Goal
How many of the lines below contain the string "lamp", with case counting? Reply with the number alone.

Records from a data source
* * * * * * * * *

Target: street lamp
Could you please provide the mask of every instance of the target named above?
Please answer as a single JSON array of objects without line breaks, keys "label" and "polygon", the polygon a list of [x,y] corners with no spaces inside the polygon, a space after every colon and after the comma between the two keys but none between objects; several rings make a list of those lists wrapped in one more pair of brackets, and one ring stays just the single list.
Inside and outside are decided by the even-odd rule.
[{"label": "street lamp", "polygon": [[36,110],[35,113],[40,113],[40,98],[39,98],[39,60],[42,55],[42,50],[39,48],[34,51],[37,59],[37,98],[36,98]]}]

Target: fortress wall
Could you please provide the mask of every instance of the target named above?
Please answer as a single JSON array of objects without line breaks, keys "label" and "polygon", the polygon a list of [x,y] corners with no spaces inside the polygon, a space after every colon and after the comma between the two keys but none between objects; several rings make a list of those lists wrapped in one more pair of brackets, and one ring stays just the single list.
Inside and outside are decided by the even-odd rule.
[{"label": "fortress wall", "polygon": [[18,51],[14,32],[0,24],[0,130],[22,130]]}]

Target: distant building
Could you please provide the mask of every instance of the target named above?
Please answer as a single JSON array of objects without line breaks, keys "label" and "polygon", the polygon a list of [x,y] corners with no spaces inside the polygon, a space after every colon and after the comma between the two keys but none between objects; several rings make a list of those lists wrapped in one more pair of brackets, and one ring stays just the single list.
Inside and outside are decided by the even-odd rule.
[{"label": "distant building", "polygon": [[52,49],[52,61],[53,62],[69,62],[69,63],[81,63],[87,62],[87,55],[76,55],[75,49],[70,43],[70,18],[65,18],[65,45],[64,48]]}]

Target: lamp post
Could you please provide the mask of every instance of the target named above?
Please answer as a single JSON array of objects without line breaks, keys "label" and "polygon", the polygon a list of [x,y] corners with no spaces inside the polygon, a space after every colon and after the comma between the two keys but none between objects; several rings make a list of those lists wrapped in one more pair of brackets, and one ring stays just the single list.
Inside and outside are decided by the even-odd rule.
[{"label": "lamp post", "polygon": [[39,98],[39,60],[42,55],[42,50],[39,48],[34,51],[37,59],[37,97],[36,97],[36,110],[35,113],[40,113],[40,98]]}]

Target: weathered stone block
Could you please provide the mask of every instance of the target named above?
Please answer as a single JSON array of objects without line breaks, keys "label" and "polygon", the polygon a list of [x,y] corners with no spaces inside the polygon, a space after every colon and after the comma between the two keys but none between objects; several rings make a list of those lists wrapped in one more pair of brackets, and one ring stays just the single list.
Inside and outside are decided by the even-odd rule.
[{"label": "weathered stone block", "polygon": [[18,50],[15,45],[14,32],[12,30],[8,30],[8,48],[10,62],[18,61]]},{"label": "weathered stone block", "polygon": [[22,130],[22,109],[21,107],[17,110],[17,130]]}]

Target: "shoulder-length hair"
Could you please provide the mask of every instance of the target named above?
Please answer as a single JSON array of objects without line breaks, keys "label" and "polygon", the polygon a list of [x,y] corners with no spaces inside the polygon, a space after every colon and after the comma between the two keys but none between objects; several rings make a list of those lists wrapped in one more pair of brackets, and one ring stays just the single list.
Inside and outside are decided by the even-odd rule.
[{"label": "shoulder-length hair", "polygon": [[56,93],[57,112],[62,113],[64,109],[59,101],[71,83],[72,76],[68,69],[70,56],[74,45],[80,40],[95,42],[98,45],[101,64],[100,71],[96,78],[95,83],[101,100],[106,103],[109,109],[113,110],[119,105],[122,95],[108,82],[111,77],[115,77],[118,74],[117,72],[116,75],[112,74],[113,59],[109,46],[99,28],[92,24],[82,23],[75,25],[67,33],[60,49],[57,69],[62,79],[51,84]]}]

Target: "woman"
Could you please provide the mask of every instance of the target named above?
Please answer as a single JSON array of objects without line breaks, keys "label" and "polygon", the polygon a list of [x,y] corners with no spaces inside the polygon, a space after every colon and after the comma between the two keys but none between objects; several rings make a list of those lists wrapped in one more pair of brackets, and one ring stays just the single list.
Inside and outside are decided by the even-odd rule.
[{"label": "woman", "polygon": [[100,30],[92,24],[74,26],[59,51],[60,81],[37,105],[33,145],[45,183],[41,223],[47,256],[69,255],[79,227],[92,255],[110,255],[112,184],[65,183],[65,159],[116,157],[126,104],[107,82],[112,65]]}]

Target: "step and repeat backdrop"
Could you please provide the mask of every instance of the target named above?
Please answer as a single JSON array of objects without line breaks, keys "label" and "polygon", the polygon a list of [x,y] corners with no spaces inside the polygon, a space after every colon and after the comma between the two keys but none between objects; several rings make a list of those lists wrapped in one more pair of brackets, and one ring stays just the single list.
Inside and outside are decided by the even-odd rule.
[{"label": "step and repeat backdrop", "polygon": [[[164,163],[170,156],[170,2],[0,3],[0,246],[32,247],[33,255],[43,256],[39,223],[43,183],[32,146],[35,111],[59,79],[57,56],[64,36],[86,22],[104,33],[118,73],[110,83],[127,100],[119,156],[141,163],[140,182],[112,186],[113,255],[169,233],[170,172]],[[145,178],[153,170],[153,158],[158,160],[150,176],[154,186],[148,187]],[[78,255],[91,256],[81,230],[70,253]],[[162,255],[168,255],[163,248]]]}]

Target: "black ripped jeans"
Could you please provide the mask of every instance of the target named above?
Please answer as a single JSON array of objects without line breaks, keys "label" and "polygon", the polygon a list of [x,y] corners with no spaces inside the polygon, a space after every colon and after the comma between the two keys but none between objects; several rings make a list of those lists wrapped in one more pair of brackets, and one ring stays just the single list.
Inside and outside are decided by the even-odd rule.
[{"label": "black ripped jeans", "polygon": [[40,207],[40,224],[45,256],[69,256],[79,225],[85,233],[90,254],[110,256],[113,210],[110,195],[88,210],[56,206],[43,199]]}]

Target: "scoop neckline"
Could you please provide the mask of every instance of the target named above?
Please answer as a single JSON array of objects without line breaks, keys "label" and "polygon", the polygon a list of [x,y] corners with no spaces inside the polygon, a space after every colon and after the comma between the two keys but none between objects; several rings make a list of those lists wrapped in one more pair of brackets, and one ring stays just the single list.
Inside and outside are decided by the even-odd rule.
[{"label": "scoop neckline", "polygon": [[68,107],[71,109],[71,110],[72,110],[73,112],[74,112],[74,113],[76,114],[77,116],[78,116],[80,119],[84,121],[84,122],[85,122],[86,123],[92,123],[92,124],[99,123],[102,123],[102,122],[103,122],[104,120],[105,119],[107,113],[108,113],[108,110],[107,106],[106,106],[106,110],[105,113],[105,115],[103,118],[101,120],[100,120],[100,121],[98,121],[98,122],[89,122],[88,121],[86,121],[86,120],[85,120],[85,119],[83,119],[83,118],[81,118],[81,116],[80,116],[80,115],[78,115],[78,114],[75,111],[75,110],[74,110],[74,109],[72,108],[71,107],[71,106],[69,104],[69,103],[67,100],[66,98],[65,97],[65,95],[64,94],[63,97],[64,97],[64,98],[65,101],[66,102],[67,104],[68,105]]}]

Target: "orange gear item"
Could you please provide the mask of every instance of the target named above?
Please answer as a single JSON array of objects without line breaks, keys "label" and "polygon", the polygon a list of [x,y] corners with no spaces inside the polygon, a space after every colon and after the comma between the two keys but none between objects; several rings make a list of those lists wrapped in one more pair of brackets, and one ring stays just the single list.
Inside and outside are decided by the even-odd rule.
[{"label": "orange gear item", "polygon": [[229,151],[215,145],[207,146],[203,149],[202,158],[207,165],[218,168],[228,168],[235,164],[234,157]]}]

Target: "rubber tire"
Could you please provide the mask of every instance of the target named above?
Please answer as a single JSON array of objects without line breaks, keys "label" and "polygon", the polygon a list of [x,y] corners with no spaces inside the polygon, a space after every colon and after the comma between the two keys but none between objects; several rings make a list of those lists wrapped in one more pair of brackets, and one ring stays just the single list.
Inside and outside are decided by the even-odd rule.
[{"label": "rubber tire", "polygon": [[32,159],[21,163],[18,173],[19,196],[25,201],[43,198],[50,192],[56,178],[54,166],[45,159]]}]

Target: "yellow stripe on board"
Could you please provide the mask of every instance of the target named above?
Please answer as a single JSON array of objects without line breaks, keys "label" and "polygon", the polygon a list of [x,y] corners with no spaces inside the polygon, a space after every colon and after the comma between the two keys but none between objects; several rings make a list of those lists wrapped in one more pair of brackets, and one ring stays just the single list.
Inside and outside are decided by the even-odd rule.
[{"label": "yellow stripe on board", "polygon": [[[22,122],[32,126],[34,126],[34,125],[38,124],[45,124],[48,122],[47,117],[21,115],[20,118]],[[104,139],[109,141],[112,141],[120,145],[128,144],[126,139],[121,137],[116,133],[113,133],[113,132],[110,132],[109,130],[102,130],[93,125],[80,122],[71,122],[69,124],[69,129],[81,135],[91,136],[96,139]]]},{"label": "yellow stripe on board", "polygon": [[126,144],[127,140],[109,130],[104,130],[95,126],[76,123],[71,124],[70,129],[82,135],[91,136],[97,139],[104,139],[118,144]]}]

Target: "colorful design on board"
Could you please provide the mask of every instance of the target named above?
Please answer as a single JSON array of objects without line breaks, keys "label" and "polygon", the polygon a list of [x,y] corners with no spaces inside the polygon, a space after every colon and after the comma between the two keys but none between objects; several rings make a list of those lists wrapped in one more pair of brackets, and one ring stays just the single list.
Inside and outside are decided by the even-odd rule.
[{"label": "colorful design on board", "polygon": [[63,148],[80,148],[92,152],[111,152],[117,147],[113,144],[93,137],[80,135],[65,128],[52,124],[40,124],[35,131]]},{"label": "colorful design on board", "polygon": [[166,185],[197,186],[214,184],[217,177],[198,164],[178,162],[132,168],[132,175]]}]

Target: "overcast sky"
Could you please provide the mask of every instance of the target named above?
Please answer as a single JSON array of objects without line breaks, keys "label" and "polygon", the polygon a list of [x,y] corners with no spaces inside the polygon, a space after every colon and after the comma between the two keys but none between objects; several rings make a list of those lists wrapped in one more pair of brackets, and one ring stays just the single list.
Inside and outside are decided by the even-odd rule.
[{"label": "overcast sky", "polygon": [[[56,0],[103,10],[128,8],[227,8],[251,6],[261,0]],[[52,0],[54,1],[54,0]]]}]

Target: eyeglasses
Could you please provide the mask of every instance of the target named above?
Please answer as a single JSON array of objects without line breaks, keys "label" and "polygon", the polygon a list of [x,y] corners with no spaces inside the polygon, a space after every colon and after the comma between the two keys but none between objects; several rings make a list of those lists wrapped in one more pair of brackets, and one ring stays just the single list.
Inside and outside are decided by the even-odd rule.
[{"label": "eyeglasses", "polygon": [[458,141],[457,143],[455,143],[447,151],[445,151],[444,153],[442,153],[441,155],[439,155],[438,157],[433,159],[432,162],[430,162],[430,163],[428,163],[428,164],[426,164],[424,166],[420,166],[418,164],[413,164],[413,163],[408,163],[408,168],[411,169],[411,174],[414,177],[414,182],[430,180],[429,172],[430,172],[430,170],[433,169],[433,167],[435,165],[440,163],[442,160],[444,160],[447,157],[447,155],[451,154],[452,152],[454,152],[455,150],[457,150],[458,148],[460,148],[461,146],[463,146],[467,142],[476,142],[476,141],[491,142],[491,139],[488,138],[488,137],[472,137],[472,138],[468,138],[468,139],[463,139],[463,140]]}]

* * * * * * * * *

Exercise output
4